**Text excerpt**:
Compression as the Core Principle of Human Mathematics: A Technical Analysis

Introduction

The paper "Compression is all you need: Modeling Mathematics" (2603.20396) addresses the structural distinction between the vast space of formal mathematics (FM) and the much narrower set that constitutes human mathematics (HM). The fundamental thesis is that HM is not just a selection of "interesting" theorems and definitions from FM, but is defined by compressibility—HM resides precisely in those regions of FM that admit exponential compression through hierarchical, nested definitions, lemmas, and theorems.

Monoids as Models for Compression in Mathematics

The paper introduces and analyzes monoidal models to formalize the notion of compressibility. Proofs and mathematical objects are modeled as words in either the free abelian monoid $A_n$ or in the free (non-abelian) monoid $F_n$. Here, definitions and theorems act as macros (new generators), whose adoption allows for greater expressivity at reduced syntactic cost.

• Expansion Function: For a macro set $M$, the augmented generator set $G' = G \cup M$ allows expressing more with less. The expansion function $f_{G'}(s)$ quantifies how large a "ball" of primitive words in $G$ can be covered by words of $G'$-length at most $s$.

Stored entries
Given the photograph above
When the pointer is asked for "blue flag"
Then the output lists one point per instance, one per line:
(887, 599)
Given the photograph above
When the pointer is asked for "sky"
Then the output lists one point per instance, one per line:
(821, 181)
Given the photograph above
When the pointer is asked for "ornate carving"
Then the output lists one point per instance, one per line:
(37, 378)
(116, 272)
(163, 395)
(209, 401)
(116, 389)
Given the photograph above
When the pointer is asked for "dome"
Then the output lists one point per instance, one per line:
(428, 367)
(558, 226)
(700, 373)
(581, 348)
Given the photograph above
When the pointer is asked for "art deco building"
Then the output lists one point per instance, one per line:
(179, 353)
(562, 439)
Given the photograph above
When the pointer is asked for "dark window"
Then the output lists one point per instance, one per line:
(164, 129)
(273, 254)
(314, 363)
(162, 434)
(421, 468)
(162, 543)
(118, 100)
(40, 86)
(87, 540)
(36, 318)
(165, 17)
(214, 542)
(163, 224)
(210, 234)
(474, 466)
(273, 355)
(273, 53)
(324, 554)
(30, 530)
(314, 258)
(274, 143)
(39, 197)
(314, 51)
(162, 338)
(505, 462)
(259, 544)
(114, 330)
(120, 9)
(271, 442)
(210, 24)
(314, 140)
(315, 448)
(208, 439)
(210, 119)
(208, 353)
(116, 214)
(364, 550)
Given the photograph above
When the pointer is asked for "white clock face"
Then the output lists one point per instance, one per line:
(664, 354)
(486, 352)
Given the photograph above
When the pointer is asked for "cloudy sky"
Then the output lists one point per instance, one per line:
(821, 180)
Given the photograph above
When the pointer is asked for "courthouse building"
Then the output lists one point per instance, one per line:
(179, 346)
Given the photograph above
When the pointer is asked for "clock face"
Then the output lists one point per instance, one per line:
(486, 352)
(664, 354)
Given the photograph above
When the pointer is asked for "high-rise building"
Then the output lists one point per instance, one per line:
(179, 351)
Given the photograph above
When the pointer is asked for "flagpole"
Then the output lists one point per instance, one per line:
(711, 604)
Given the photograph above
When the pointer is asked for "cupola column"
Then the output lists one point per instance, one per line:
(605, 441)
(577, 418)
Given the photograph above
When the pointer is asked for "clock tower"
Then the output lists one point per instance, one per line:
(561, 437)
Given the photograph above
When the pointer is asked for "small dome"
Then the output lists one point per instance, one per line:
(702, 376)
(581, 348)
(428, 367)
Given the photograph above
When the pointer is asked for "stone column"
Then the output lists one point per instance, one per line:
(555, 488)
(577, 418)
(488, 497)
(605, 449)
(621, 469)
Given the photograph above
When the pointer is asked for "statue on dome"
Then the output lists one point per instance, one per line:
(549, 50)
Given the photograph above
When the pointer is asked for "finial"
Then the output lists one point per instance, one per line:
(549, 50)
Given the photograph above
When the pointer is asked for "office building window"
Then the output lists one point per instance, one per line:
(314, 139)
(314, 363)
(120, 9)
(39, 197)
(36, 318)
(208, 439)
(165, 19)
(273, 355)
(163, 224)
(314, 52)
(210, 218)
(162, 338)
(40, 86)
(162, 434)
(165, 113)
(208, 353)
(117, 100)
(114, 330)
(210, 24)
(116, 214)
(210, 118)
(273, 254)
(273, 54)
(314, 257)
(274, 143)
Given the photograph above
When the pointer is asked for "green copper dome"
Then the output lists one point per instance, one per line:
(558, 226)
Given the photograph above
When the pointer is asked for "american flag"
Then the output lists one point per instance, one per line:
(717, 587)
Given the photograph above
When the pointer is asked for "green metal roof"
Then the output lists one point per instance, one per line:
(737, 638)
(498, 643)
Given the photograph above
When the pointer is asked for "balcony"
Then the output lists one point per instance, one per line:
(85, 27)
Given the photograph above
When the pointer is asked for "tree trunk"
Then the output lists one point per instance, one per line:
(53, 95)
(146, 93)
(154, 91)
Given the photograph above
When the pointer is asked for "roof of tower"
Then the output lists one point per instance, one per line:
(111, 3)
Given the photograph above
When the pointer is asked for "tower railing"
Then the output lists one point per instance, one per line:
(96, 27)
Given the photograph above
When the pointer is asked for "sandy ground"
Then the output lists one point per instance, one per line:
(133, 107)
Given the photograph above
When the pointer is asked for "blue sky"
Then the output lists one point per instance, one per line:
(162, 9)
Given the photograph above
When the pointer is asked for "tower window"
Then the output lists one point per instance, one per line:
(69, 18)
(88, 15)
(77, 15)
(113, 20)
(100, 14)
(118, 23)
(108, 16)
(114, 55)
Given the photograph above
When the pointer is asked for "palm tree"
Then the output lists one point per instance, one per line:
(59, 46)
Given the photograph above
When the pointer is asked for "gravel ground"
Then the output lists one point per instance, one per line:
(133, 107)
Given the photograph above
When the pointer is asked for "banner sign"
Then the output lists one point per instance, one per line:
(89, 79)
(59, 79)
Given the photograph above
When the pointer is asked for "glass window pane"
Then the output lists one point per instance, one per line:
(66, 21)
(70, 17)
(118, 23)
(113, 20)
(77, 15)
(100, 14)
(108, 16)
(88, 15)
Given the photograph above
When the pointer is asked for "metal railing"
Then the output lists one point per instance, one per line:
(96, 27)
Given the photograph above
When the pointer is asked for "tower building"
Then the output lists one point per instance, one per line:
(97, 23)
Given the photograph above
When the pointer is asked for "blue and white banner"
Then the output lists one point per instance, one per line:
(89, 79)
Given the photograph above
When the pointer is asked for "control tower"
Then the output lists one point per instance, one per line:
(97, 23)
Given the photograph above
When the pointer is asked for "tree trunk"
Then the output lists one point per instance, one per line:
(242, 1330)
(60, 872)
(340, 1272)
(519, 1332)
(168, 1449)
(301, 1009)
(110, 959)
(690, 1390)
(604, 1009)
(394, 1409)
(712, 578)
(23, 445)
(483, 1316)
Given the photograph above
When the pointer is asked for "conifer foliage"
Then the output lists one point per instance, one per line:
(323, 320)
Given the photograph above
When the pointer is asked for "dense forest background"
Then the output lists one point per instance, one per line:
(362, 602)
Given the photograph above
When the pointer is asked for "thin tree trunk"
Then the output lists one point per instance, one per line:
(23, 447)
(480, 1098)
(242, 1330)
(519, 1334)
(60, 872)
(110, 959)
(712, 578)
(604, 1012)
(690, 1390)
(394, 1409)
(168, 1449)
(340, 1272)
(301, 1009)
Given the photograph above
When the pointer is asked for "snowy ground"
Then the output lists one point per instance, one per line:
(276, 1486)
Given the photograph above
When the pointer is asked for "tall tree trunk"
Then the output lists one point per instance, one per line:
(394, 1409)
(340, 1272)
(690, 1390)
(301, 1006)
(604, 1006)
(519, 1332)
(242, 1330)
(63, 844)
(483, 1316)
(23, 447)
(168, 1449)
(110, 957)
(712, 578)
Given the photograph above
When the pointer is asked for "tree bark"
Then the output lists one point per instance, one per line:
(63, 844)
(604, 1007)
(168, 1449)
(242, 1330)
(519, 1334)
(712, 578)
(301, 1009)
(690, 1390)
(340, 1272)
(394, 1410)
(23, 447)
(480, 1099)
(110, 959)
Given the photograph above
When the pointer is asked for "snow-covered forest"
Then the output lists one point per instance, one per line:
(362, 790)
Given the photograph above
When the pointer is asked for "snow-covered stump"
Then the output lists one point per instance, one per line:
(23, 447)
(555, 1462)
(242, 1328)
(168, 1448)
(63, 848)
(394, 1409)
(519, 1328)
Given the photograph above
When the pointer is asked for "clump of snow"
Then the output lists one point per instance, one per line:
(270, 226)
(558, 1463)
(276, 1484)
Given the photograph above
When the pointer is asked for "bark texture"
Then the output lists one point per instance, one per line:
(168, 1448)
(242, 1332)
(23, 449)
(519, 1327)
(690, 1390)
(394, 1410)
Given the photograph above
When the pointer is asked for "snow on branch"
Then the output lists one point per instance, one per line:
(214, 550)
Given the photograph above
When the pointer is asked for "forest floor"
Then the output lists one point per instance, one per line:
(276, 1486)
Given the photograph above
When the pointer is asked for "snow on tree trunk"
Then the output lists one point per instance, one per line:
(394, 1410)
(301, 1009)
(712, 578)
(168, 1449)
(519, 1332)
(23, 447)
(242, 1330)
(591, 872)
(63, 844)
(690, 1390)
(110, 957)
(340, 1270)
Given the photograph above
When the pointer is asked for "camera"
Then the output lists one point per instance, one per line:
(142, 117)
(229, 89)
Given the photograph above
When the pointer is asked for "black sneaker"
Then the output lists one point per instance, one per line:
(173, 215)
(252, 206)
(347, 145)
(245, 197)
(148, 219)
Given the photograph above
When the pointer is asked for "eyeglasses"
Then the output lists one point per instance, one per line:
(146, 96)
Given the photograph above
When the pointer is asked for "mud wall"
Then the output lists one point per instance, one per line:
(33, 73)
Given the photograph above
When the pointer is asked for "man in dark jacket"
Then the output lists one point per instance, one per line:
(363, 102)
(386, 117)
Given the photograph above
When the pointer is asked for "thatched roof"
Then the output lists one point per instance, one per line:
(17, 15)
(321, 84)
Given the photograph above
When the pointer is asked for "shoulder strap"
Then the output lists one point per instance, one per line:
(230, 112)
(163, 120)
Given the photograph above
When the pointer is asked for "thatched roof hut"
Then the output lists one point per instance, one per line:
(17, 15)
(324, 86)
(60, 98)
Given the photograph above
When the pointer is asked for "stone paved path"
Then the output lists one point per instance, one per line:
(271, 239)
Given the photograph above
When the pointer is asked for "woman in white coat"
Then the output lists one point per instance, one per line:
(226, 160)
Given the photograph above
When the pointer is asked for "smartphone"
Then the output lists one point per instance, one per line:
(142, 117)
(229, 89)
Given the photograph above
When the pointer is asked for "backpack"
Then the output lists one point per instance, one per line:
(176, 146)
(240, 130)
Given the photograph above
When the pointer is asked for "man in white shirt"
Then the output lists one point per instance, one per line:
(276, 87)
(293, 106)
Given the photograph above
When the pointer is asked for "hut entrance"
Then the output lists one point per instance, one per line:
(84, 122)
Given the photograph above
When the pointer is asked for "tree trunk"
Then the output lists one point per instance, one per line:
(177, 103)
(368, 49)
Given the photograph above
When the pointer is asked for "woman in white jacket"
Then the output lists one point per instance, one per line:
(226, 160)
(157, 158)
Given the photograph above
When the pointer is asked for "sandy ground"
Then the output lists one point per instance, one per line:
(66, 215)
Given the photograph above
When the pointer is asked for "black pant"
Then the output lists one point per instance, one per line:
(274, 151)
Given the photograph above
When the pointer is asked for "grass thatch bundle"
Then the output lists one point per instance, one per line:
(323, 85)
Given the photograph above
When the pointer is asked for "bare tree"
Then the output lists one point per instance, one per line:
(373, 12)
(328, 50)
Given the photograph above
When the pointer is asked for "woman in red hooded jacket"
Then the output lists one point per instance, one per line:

**What is asked**:
1 - In the text on compression in mathematics, in which two monoids are proofs and mathematical objects modeled as words?
2 - Rewrite the passage of the text on compression in mathematics between "The paper introduces" and "reduced syntactic cost.", inclusive, with "macros" changed to "abbreviations".
3 - Write what comes next in the text on compression as the core principle of human mathematics, continuing from its final sentence.
These stored entries have no connection to the text about compression in mathematics.

**Task answers**:
1 - They are modeled as words in the free abelian monoid $A_n$ or the free (non-abelian) monoid $F_n$.

2 -
The paper introduces and analyzes monoidal models to formalize the notion of compressibility. Proofs and mathematical objects are modeled as words in either the free abelian monoid $A_n$ or in the free (non-abelian) monoid $F_n$. Here, definitions and theorems act as abbreviations (new generators), whose adoption allows for greater expressivity at reduced syntactic cost.

3 -
• Macro Density and Expansion Regimes:
  • In $A_n$, logarithmically sparse macros (e.g., base expansions akin to place notation) yield exponential expansion: a small increase in macro count translates into exponential increases in reach.
  • In $F_n$, only nearly maximal (i.e., exponentially dense) macro sets achieve superlinear expansion, with polynomially dense macro sets supporting merely linear expansion.

Theoretical Results

Key theorems establish the structural limitations on compression:

• $A_n$, Place Notation: With macros at powers of $b$—$M = \{b^j a_i\}$—one obtains $f_{G'}(s) = \Theta(b^{s/(n(b-1))})$ exponential expansion. This is an explicit formalization of the efficiency of numeration systems.
• $A_n$, Waring-Type Macros: Polynomially dense macro sets (e.g., $\{m^k a_i\}$) allow infinite expansion due to additive combinatorial properties (Waring’s problem analogs).
• $F_n$, Polynomial-Dense Macros: Expansion is strictly linear; macro sparsity in the exponentially growing $F_n$ is overwhelmingly outpaced by the volume growth, preventing hierarchical nesting.

Empirical Validation on MathLib

To ground the monoid-theoretic analysis in real mathematical practice, the study analyzes MathLib—a large Lean 4-based library for formalized mathematics.

Three key metrics are extracted:

• Depth: Longest path in the dependency DAG from an element to a primitive.
• Wrapped Length: Token count in the defining expression (analogous to $G'$-length).
• Unwrapped Length: Number of primitives after full expansion (analogous to $G$-length).

Findings:

• Exponential Growth of Unwrapped Length with Depth and Wrapped Length: Median $\log_2(\text{unwrapped length})$ grows linearly in both wrapped length and depth, confirming the exponential expansion predicted by $A_n$ with logarithmic macro density.

  Figure 1: Median $\log_2(\text{unwrapped length})$ versus wrapped length, confirming exponential expansion per token.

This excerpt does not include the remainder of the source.